Discordant variant observations between v2.1.1 and v4.1

Variant Differences Between v2.1.1 and v4.1

Dear all,

I’ve been comparing observed syn, mis, and lof variants between the v2.1.1 and v4.1 constraint metric files for MANE transcripts as defined in the v4.1 file. Surprinsingly, among the 12,045 genes with values available in all three categories, I found that:

  • 6.2% of the genes have more LOF variants in v2.1.1 than in v4.1
  • 2.7% of the genes have more missense variants in v2.1.1 than in v4.1
  • 3% of the genes have more synonymous variants in v2.1.1 than in v4.1

I assume some of these differences may be due to minor variations in filtration steps between the two releases, but I’m surprised by the relatively large fraction genes with more variants in v2.1.1 compared to v4.1 despite the considerably smaller sample size.

Does anyone have an explanation for this observation?

Best,
Steffan

This is likely because the gnomAD v4.0/4.1 constraint metrics were calculated only across high coverage (median exome depth >=30) bases. For more information, please see our blog post.

1 Like

Thanks a lot for pointing me in that direction. As you suggest, the “Fraction of individuals with coverage over 30” for several of the genes is in the range of 0.1-0.5 for v4.1.

◆ Requirement 1
Answer these questions about the thread on variant differences between v2.1.1 and v4.1:
(a) How many genes had values available in all three categories?
(b) What percentage of the genes have more missense variants in v2.1.1 than in v4.1?
(c) According to the reply, which bases were used to calculate the gnomAD v4.0/4.1 constraint metrics?
◆ Requirement 2
Quote the thread on variant differences between v2.1.1 and v4.1, starting with "I assume some" and going on through "0.1-0.5 for v4.1.".

◆ Saved entries
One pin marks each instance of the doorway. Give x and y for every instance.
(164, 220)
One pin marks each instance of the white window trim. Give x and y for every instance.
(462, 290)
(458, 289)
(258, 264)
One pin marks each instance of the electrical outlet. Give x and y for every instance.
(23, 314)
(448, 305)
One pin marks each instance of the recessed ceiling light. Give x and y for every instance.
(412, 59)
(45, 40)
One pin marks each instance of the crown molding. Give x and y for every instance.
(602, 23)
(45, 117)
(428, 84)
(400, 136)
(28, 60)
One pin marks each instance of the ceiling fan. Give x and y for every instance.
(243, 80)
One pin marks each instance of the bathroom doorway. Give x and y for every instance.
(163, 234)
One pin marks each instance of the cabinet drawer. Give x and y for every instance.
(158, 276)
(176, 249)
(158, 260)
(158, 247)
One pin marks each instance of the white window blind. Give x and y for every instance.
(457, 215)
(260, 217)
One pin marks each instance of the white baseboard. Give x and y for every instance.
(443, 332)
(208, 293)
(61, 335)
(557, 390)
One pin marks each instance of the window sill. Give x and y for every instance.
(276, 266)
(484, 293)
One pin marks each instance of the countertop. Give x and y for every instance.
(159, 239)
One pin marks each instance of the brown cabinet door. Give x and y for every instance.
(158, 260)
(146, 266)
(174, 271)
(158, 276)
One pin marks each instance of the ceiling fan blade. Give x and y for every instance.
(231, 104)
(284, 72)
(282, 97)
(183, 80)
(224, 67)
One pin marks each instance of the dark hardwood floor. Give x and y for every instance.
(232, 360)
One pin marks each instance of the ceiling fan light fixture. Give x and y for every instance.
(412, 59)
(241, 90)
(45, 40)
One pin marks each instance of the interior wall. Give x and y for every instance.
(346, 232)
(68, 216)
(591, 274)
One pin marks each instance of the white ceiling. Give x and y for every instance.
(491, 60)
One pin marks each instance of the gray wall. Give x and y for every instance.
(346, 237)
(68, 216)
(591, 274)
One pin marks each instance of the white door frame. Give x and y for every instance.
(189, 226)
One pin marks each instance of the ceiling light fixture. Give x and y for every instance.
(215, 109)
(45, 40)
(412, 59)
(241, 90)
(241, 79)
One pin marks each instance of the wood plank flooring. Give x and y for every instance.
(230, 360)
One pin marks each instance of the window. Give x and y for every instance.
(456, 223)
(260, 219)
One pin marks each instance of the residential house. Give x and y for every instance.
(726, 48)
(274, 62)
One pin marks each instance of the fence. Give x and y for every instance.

◆ Reply 1
(a) 12,045
(b) 2.7%
(c) Only high coverage bases (median exome depth >=30)

◆ Reply 2
I assume some of these differences may be due to minor variations in filtration steps between the two releases, but I’m surprised by the relatively large fraction genes with more variants in v2.1.1 compared to v4.1 despite the considerably smaller sample size.

Does anyone have an explanation for this observation?

Best,
Steffan

This is likely because the gnomAD v4.0/4.1 constraint metrics were calculated only across high coverage (median exome depth >=30) bases. For more information, please see our blog post.

1 Like

Thanks a lot for pointing me in that direction. As you suggest, the “Fraction of individuals with coverage over 30” for several of the genes is in the range of 0.1-0.5 for v4.1.